**Excerpt provided:**

Cherwell District Council has set its budget for the 2021/22 financial year.
Published: Monday, 22nd February 2021
Uncertainties about the future of funding and the impact of COVID-19 mean Cherwell District Council has set a budget that for the first time in many years includes significant savings.
All district councillors met at the annual budget setting meeting of the council on February 22 to debate and vote on the budget for 2021/22. Detail of the budget can be found here.
There are a combination of factors coming together in 2021/22 that have led to challenging savings. A total of £4.4m of savings have been agreed for 2021/22.
Councillor Tony Ilott, Cherwell District Council’s Lead Member for Financial Management and Governance, said: “Since 2010 we have been able to avoid making the savings experienced elsewhere in local government. We have been successful in local economic growth and innovation, which has resulted in local jobs as well as income for the council.
“However, alongside all local authorities, we now face a very uncertain funding situation. The government announced a one-year spending review and financial settlement so we do not have medium term certainty around our funding. There has also been delays to a realignment of the distribution of business rates, which is likely to result in less funding for the council in the future. A review around the future of New Homes Bonus which is a grant paid by central government to local councils to reflect housing growth in their areas leads to further uncertainty from 2022/23.
“Alongside these uncertainties, an ageing population, growth in population and our response to COVID-19 have added to the financial pressures, but this prudent budget ensures our financial sustainability and leaves us well-placed to face the future with confidence.”
Councillor Barry Wood, Leader of Cherwell District Council, added: “With continued budget pressures, we are having to find ways to save money while protecting as many frontline services as much as possible. That is why we have moved services online, where appropriate, and why we are trying to generate more income. However, this year, regrettably, this will not be enough and the savings we have agreed reflect that.

**Work instructions:** Give again the part of the council budget announcement that opens with "Cherwell District Council has set its" and closes with "includes significant savings.", swapping "budget" for "spending plan". Rely only on the council budget announcement, with no outside information.

**Source material:**
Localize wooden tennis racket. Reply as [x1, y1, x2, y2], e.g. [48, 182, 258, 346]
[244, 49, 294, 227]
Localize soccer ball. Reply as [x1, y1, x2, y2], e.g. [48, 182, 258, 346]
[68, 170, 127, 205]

**Task answer:**
Cherwell District Council has set its spending plan for the 2021/22 financial year.
Published: Monday, 22nd February 2021
Uncertainties about the future of funding and the impact of COVID-19 mean Cherwell District Council has set a spending plan that for the first time in many years includes significant savings.